══ TEXT SHOWN ══

Worse than slow
Computers used to be slow*.
Now they’re unresponsive.
Computer boffins have a word for it: latency. This is the delay between doing something (clicking the Submit button) and getting a response (‘Thanks for your order’).
Latency can interrupt your flow of thought. Did I click the button? Is that link broken or did I just not click it properly?
Latency can wreck your day. You press the Submit button twice (because it didn’t seem to work the first time) and your comment is posted twice, or you wind up with two sets of tickets to the same event. This can cause real problems for computer engineers: people press Submit buttons again and again and again, each time sending a new request to the website computer, thereby creating a lot more load than anticipated.
Mobile devices are worse, even at the top end: browsing the Web on a Blackberry or Nokia N95 can be soul destroying.

═══
══ DATA SECTION ══

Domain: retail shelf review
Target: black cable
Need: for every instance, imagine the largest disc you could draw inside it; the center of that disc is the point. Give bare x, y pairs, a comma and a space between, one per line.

═══

● **YOUR TASKS**:
1. Reproduce the passage of the text on latency that begins with the words containing "Worse than slow" and ends with "load than anticipated.".
2. In the text on latency, which two mobile devices are named as making Web browsing soul destroying?

● **ANSWERS TO THE PROBLEMS**:
1.
Worse than slow
Computers used to be slow*.
Now they’re unresponsive.
Computer boffins have a word for it: latency. This is the delay between doing something (clicking the Submit button) and getting a response (‘Thanks for your order’).
Latency can interrupt your flow of thought. Did I click the button? Is that link broken or did I just not click it properly?
Latency can wreck your day. You press the Submit button twice (because it didn’t seem to work the first time) and your comment is posted twice, or you wind up with two sets of tickets to the same event. This can cause real problems for computer engineers: people press Submit buttons again and again and again, each time sending a new request to the website computer, thereby creating a lot more load than anticipated.

2. A Blackberry and a Nokia N95.